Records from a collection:
━━━━━━━━━━
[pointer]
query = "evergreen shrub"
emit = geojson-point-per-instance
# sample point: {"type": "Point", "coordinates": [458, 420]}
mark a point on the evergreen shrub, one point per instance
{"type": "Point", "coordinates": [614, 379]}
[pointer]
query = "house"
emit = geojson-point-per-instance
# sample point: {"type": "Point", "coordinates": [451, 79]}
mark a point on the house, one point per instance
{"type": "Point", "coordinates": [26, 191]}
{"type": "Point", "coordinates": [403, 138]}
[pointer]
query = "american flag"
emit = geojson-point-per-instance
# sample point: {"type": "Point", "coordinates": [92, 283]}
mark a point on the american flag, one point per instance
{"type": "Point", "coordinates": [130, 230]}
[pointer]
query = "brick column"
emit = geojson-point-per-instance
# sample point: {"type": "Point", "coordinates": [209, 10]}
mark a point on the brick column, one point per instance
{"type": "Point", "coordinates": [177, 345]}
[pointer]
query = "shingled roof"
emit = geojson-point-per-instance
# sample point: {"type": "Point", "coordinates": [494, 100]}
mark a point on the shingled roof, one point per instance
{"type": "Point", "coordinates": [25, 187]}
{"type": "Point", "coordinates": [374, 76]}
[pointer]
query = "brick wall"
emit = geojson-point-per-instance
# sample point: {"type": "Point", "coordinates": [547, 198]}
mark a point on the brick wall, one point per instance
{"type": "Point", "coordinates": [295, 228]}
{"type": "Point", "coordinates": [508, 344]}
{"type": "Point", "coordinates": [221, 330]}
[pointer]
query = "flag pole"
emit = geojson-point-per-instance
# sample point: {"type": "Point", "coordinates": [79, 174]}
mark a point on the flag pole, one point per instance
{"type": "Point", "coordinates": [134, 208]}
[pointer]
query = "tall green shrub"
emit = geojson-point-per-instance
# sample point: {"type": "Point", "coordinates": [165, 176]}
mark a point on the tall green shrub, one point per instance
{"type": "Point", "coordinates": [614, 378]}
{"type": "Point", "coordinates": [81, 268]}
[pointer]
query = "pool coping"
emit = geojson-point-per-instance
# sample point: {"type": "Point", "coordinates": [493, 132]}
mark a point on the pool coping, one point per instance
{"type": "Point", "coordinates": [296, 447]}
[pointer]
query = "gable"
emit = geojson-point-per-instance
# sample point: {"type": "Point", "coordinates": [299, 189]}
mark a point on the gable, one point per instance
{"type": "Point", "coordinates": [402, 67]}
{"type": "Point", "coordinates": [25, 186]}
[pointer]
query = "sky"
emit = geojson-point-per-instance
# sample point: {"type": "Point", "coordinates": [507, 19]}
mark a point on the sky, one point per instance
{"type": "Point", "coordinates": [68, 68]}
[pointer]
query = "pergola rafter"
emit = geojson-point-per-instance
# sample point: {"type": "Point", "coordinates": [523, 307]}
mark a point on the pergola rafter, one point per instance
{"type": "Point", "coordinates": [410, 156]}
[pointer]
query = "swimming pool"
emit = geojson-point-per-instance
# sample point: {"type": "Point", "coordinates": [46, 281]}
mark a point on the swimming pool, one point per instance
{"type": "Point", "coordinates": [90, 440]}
━━━━━━━━━━
* BRIEF *
Copy the records above exactly.

* SOLUTION BELOW *
[pointer]
query = "evergreen shrub"
emit = geojson-point-per-instance
# sample point: {"type": "Point", "coordinates": [458, 420]}
mark a point on the evergreen shrub, one point per instance
{"type": "Point", "coordinates": [614, 379]}
[pointer]
query = "house"
emit = geojson-point-per-instance
# sample point: {"type": "Point", "coordinates": [451, 79]}
mark a point on the house, one point per instance
{"type": "Point", "coordinates": [26, 191]}
{"type": "Point", "coordinates": [403, 138]}
[pointer]
query = "american flag"
emit = geojson-point-per-instance
# sample point: {"type": "Point", "coordinates": [92, 283]}
mark a point on the american flag, one point per instance
{"type": "Point", "coordinates": [130, 230]}
[pointer]
query = "brick column"
emit = geojson-point-per-instance
# sample point: {"type": "Point", "coordinates": [209, 10]}
mark a point on the brick column, one point per instance
{"type": "Point", "coordinates": [177, 345]}
[pointer]
query = "shingled roof"
emit = geojson-point-per-instance
# sample point: {"type": "Point", "coordinates": [494, 100]}
mark a point on the shingled roof, one point per instance
{"type": "Point", "coordinates": [25, 187]}
{"type": "Point", "coordinates": [374, 76]}
[pointer]
query = "brick wall"
emit = geojson-point-per-instance
# sample point: {"type": "Point", "coordinates": [547, 198]}
mark a point on the brick wall, one point per instance
{"type": "Point", "coordinates": [295, 228]}
{"type": "Point", "coordinates": [508, 344]}
{"type": "Point", "coordinates": [221, 330]}
[pointer]
query = "flag pole"
emit = geojson-point-per-instance
# sample point: {"type": "Point", "coordinates": [79, 174]}
mark a point on the flag pole, one point per instance
{"type": "Point", "coordinates": [134, 208]}
[pointer]
query = "tall green shrub"
emit = geojson-point-per-instance
# sample point: {"type": "Point", "coordinates": [165, 176]}
mark a point on the tall green shrub, one point per instance
{"type": "Point", "coordinates": [614, 378]}
{"type": "Point", "coordinates": [81, 268]}
[pointer]
query = "pool coping"
emit = geojson-point-per-instance
# sample point: {"type": "Point", "coordinates": [493, 132]}
mark a point on the pool coping, one point per instance
{"type": "Point", "coordinates": [296, 447]}
[pointer]
query = "gable"
emit = geojson-point-per-instance
# sample point: {"type": "Point", "coordinates": [299, 189]}
mark a point on the gable, one point per instance
{"type": "Point", "coordinates": [402, 67]}
{"type": "Point", "coordinates": [25, 186]}
[pointer]
query = "sky"
emit = geojson-point-per-instance
# sample point: {"type": "Point", "coordinates": [507, 19]}
mark a point on the sky, one point per instance
{"type": "Point", "coordinates": [68, 68]}
[pointer]
query = "pergola rafter"
emit = geojson-point-per-instance
# sample point: {"type": "Point", "coordinates": [523, 307]}
mark a point on the pergola rafter, one point per instance
{"type": "Point", "coordinates": [410, 156]}
[pointer]
query = "swimming pool"
emit = geojson-point-per-instance
# sample point: {"type": "Point", "coordinates": [46, 281]}
mark a point on the swimming pool, one point per instance
{"type": "Point", "coordinates": [90, 440]}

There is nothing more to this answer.